Stated task – From the line that includes "Where can the red plastic stool" to the last line of the data, quote each line precisely; both boundary lines belong in the answer.
::::
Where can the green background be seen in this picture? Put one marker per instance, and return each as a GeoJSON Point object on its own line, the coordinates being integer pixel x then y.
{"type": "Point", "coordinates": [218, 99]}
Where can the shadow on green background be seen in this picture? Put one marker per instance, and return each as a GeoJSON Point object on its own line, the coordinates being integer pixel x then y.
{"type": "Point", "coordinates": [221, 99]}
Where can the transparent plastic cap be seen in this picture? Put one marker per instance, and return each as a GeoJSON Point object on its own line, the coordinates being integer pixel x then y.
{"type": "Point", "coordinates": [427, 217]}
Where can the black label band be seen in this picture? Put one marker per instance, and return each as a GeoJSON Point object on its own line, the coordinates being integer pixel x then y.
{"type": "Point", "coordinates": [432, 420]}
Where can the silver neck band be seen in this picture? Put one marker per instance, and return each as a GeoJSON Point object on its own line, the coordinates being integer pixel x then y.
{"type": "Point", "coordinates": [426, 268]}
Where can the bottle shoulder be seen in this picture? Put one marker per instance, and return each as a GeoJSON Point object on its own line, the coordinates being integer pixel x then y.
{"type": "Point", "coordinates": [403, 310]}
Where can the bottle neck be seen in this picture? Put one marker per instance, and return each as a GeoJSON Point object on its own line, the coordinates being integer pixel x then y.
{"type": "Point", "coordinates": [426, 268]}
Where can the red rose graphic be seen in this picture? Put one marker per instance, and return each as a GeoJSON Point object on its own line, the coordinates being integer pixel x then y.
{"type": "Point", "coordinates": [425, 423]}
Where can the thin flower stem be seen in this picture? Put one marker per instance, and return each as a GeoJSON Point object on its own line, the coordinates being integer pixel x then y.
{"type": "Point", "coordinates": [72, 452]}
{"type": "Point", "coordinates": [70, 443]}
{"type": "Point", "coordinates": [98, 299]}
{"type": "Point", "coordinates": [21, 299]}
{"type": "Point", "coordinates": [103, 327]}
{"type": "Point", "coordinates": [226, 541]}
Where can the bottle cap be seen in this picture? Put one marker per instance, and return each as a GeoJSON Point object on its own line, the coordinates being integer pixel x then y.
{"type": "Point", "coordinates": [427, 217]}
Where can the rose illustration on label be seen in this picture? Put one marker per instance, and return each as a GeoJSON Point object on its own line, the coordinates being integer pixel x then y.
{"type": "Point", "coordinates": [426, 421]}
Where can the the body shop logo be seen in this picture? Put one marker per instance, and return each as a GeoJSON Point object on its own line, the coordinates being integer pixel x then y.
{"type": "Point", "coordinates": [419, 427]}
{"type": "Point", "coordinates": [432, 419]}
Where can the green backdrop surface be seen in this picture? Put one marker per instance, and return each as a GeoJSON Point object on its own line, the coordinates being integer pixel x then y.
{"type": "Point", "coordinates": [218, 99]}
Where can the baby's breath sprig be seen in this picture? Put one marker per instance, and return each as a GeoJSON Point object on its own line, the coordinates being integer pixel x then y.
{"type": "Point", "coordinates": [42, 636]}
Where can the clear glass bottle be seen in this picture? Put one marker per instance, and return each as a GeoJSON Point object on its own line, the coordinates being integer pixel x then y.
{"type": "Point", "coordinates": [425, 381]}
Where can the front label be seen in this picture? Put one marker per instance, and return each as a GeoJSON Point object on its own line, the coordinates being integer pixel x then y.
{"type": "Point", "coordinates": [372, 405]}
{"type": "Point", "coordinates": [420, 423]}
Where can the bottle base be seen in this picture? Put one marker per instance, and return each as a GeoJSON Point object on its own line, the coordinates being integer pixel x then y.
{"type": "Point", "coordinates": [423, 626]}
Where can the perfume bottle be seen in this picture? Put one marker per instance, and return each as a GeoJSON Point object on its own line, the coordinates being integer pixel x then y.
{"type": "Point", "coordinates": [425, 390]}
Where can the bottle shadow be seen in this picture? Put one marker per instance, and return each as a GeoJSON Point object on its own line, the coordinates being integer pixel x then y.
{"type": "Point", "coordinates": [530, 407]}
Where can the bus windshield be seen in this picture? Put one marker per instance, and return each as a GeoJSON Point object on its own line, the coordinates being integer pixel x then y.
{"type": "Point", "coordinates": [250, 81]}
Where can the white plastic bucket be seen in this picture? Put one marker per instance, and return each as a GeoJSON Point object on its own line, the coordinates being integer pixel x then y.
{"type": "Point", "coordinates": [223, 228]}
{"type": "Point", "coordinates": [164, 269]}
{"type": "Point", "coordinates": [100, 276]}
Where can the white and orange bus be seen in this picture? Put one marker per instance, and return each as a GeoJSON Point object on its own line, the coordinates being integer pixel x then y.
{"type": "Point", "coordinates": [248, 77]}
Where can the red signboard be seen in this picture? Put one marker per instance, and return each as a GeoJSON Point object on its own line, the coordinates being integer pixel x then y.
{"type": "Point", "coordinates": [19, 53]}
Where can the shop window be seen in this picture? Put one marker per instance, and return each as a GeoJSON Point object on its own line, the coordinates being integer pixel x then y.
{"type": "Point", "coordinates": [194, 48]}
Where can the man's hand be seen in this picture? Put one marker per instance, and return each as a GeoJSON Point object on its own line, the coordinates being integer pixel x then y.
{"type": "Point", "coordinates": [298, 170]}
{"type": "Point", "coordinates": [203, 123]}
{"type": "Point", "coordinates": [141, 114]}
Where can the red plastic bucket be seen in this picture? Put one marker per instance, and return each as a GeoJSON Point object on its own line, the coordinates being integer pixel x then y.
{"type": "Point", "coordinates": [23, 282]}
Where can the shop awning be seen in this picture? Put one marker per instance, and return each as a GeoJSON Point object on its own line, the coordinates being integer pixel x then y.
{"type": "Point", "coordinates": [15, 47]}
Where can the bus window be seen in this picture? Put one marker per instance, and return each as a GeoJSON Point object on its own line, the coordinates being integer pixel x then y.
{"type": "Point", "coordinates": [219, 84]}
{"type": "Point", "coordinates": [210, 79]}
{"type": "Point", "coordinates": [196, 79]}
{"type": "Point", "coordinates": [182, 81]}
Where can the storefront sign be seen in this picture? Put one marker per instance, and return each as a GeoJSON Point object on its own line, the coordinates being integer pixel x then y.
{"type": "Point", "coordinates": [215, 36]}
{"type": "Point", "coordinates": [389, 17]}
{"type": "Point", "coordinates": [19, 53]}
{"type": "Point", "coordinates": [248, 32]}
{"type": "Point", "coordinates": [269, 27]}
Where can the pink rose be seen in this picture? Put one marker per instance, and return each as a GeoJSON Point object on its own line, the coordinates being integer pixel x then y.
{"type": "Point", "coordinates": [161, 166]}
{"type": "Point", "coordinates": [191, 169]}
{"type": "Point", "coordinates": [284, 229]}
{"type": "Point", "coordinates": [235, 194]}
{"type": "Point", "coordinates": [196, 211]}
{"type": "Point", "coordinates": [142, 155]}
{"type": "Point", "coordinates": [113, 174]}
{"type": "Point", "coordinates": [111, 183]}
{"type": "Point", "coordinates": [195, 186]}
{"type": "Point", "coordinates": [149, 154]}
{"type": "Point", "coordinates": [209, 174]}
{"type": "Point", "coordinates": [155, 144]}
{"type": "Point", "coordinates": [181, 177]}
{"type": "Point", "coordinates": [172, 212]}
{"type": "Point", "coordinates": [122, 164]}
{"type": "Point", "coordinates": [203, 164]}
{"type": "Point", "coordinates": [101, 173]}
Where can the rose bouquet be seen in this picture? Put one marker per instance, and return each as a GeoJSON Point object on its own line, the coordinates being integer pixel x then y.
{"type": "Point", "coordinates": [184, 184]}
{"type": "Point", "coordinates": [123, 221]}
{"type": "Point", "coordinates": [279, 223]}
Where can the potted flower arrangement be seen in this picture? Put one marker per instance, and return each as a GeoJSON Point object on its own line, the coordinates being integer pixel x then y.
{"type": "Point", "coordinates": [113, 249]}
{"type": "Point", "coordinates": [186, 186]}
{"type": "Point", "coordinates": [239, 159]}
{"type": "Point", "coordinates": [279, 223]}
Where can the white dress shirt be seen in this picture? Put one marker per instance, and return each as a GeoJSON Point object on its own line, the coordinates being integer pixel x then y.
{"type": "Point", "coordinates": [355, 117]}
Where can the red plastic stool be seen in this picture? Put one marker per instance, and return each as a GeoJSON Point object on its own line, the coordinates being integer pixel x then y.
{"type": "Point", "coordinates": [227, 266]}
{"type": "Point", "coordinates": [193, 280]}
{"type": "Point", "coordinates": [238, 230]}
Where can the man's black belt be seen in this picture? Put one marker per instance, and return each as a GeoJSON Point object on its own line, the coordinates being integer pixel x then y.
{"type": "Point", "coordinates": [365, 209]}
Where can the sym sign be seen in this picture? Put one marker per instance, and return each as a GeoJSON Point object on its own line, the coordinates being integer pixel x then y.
::::
Exercise answer –
Where can the red plastic stool be seen in this picture? Put one marker per instance, and return each as a GeoJSON Point object on its own line, the coordinates being integer pixel x then y.
{"type": "Point", "coordinates": [227, 266]}
{"type": "Point", "coordinates": [193, 280]}
{"type": "Point", "coordinates": [238, 230]}
Where can the man's black belt be seen in this picture? Put one marker per instance, and return each as a GeoJSON Point object on its own line, the coordinates being integer pixel x then y.
{"type": "Point", "coordinates": [365, 209]}
Where can the sym sign be seen in this picture? Put one marker per instance, and return each as a GeoJSON Point object on its own line, the coordinates being integer pixel x then y.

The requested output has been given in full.